It’s uncanny, isn’t it.

Comments

  1. Illuminata, Genie in the Beer Bottle says

    Oh my god, what BULLIES the New York Times, EVO, Pakozdi, LevelUp and Sarkeesian are!

  2. says

    Also notice that Bakhtanians lost a lot of support when a video surfaced of what exactly he said rather than the theoretical idea of his making sexist trash talk.

  3. eric says

    The coach and commentator thing is just baffling. Hopefully some of this will go away as the tournaments become more mainstream. I can imagine the Bakhtanians of the world losing positions to coaches who, y’know, actually help their players win. Particularly if this goes the way of many individual sports, where the competitors themselves hire and fire the coaches.

    Likewise with the commentators; I can imagine if the money gets serious, jokers like these will lose out to people whose commentary is about, y’know, the game.

▶ **About this task**:
Answer these questions about the comment thread:
1. Which names does the first comment list after the words "what BULLIES"?
2. According to the second comment, what made Bakhtanians lose a lot of support?
3. In eric's comment, who hires and fires the coaches in many individual sports?

▶ **Given information**:
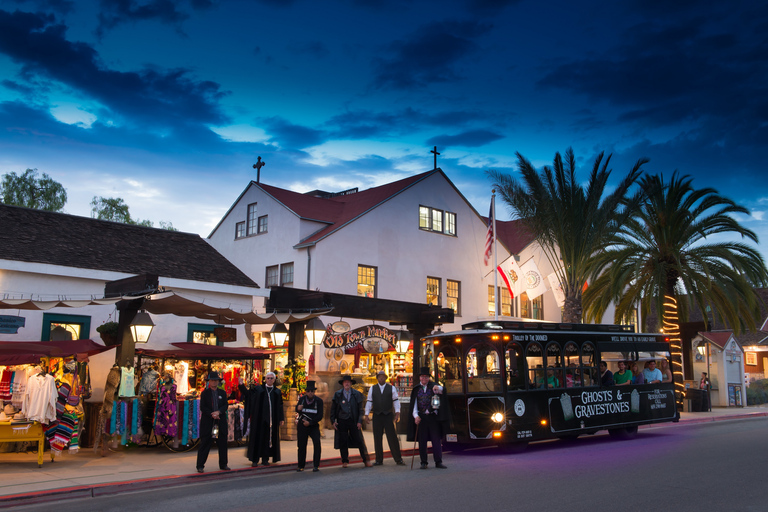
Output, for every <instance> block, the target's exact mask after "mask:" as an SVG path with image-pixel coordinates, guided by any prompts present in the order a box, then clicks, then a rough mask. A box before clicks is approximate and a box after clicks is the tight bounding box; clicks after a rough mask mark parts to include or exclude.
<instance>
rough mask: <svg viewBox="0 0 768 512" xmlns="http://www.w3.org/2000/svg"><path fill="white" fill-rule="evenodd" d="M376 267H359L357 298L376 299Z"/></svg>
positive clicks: (364, 266)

▶ **Written solution**:
1. The New York Times, EVO, Pakozdi, LevelUp and Sarkeesian.
2. A video surfaced showing exactly what he said.
3. The competitors themselves.